-- start --

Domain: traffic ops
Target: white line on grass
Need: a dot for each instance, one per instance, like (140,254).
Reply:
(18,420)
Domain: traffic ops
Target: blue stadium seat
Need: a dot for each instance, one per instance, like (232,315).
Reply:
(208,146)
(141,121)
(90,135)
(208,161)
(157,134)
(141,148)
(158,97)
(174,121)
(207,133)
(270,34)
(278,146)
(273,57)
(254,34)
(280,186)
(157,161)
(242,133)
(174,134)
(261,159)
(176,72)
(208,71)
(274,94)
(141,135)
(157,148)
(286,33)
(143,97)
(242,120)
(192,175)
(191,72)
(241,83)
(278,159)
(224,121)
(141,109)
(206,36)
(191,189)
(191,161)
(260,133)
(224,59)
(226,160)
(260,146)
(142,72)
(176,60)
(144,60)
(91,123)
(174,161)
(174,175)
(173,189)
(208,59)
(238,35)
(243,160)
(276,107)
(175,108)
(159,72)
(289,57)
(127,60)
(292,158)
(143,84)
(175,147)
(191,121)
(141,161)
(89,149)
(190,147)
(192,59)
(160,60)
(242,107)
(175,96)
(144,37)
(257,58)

-- end --

● Aim of the exercise
Make an exact copy of the records.

● Answer for this exercise
Domain: traffic ops
Target: white line on grass
Need: a dot for each instance, one per instance, like (140,254).
Reply:
(18,420)
Domain: traffic ops
Target: blue stadium seat
Need: a dot for each instance, one per instance, like (232,315).
Reply:
(208,146)
(141,121)
(90,135)
(208,161)
(157,134)
(141,148)
(158,97)
(174,121)
(207,133)
(270,34)
(278,146)
(273,57)
(254,34)
(280,186)
(157,161)
(242,133)
(174,134)
(261,159)
(176,72)
(208,71)
(274,94)
(141,135)
(157,148)
(286,33)
(143,97)
(242,120)
(192,175)
(191,72)
(241,83)
(278,159)
(224,121)
(141,109)
(206,36)
(191,189)
(191,161)
(260,133)
(224,59)
(226,160)
(260,146)
(142,72)
(176,60)
(144,60)
(91,123)
(174,161)
(174,175)
(173,189)
(208,59)
(238,35)
(243,160)
(276,107)
(175,108)
(159,72)
(289,57)
(127,60)
(292,158)
(143,84)
(175,147)
(191,121)
(141,161)
(89,149)
(190,147)
(192,59)
(160,60)
(242,107)
(175,96)
(144,37)
(257,58)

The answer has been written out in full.